> **Aim of the exercise**: Please pick out each line in the items below that contains the word "concrete" and copy those lines in full.

☆ ☆ ☆ ☆

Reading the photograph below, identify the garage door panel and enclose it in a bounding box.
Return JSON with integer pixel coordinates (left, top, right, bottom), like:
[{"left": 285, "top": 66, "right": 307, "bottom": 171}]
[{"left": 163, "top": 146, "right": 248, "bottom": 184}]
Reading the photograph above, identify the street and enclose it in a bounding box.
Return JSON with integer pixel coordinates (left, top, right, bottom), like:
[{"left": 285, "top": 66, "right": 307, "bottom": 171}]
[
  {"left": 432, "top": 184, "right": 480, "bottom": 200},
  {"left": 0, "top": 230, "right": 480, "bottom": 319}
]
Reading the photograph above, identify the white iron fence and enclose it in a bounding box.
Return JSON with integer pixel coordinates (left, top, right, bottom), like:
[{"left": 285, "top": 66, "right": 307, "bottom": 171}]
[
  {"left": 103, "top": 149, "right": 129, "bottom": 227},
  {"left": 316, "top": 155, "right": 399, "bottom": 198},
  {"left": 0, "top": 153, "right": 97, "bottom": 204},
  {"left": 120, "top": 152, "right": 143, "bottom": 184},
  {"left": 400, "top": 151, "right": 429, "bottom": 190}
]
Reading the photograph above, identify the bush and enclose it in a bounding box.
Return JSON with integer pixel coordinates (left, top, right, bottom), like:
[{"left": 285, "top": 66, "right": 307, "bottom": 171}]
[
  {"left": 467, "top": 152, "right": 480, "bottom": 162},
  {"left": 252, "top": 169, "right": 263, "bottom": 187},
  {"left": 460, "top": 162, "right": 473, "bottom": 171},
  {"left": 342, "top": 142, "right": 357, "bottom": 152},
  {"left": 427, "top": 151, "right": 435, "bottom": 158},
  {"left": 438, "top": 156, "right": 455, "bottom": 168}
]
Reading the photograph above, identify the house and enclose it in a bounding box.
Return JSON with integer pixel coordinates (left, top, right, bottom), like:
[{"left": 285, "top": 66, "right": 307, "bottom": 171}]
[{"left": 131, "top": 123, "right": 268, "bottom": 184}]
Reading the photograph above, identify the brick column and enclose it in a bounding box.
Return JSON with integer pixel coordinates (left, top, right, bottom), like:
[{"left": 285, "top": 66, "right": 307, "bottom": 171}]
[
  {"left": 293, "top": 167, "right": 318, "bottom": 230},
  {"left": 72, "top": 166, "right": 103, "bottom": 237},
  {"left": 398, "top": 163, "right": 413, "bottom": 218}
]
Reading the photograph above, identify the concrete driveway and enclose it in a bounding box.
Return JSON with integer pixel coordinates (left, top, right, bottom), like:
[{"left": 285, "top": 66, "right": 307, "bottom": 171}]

☆ ☆ ☆ ☆

> **Output of the exercise**:
Reading the photograph above, identify the concrete driveway and enclose it in a bounding box.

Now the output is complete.